[Opening DATA FOR THE TASK section]

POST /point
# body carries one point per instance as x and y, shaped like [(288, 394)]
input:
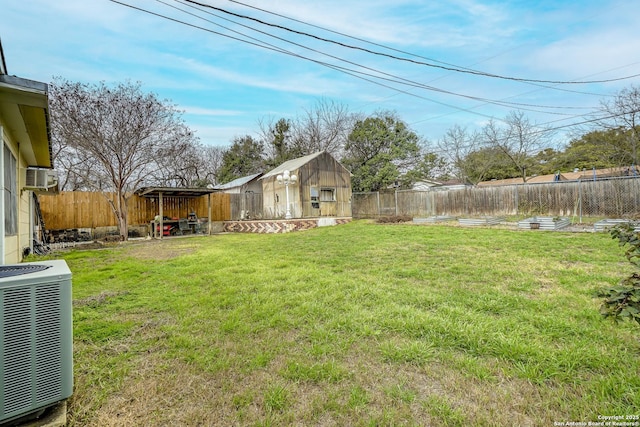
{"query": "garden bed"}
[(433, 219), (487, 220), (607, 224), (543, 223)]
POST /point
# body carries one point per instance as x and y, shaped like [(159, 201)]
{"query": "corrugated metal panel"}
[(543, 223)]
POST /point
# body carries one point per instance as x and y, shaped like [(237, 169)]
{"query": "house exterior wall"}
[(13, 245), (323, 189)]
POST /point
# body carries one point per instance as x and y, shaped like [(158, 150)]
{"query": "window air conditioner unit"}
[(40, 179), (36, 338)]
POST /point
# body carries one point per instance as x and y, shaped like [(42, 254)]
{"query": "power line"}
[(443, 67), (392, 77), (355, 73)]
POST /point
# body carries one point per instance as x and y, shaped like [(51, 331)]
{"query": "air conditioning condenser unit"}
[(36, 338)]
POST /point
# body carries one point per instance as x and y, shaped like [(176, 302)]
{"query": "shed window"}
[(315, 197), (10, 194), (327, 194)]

[Closing DATA FOR THE TASK section]

ABOUT THIS EXERCISE> Set down every record word for word and leave out the pictures.

SOLUTION FOR THIS TASK>
POST /point
# body carries one point per instance as x and y, shaped like [(288, 394)]
input:
{"query": "garden bed"}
[(433, 219), (487, 220), (607, 224), (543, 223)]
POST /point
# body carries one point per instance as x and y, shaped like [(159, 201)]
{"query": "corrugated metal panel"}
[(543, 223)]
POST /point
# body carries one point per instance as x and y, shaped like [(237, 169)]
{"query": "house exterior wall"}
[(13, 245), (323, 189)]
POST /point
# body carries one point per instance as x and y, shaped like [(158, 150)]
{"query": "window air conditioner unit"}
[(40, 179), (36, 338)]
POST /point
# body carries one point per instance as x and y, shaped like [(42, 254)]
{"query": "power line"}
[(443, 67), (392, 77), (355, 73)]
POST /point
# body carries one point per instance as x and y, shaped like [(51, 331)]
{"query": "air conditioning condenser unit"}
[(36, 338)]
POST /point
# body carries one point per instance as x and y, shaped like [(176, 302)]
{"query": "shed window"}
[(315, 197), (10, 194), (327, 194)]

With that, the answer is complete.